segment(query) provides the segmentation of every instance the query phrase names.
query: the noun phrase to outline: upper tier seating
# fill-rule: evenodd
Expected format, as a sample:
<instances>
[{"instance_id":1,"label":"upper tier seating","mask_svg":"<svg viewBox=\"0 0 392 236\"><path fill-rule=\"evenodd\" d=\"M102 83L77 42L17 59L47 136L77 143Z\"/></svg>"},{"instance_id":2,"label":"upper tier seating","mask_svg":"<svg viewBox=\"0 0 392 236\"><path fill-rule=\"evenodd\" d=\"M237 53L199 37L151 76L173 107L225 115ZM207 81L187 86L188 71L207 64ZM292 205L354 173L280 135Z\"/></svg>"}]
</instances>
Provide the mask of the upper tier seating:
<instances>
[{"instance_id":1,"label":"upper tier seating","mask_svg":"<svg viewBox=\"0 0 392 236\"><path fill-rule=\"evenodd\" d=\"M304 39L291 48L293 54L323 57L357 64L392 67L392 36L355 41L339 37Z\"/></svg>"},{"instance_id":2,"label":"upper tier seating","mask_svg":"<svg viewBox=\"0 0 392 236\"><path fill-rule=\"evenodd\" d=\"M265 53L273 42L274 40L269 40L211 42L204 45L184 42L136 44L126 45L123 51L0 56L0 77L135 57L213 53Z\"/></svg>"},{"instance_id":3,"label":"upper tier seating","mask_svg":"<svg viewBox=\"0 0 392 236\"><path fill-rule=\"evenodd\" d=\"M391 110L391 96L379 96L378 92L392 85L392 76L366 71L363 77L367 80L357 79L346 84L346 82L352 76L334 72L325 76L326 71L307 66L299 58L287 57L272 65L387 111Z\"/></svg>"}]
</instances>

*Aim of the task:* Please recast the records above as a two-column CSV with the columns "request" and "answer", one row per record. Put each record's text and its answer in one quoted field each, with line breaks replaced by spaces.

*Result:*
request,answer
"segment(query) provides the segmentation of every instance the query phrase names. query: the noun phrase to outline: upper tier seating # fill-rule: evenodd Expected format, as a sample: <instances> [{""instance_id"":1,""label"":""upper tier seating"",""mask_svg"":""<svg viewBox=\""0 0 392 236\""><path fill-rule=\""evenodd\"" d=\""M102 83L77 42L17 59L47 136L77 143Z\""/></svg>""},{""instance_id"":2,""label"":""upper tier seating"",""mask_svg"":""<svg viewBox=\""0 0 392 236\""><path fill-rule=\""evenodd\"" d=\""M237 53L199 37L151 76L173 107L225 115ZM207 81L187 86L188 71L207 64ZM292 205L354 173L280 135Z\""/></svg>""}] </instances> Provide the mask of the upper tier seating:","<instances> [{""instance_id"":1,""label"":""upper tier seating"",""mask_svg"":""<svg viewBox=\""0 0 392 236\""><path fill-rule=\""evenodd\"" d=\""M304 39L291 48L293 54L323 57L357 64L392 67L392 36L355 41L339 37Z\""/></svg>""},{""instance_id"":2,""label"":""upper tier seating"",""mask_svg"":""<svg viewBox=\""0 0 392 236\""><path fill-rule=\""evenodd\"" d=\""M265 53L273 42L274 40L269 40L211 42L204 45L184 42L136 44L126 45L123 51L0 56L0 77L135 57L213 53Z\""/></svg>""},{""instance_id"":3,""label"":""upper tier seating"",""mask_svg"":""<svg viewBox=\""0 0 392 236\""><path fill-rule=\""evenodd\"" d=\""M391 110L391 96L379 96L378 92L392 85L392 76L366 71L363 77L367 80L357 79L346 84L346 82L352 76L334 72L325 76L326 71L307 66L299 58L287 57L272 65L387 111Z\""/></svg>""}] </instances>"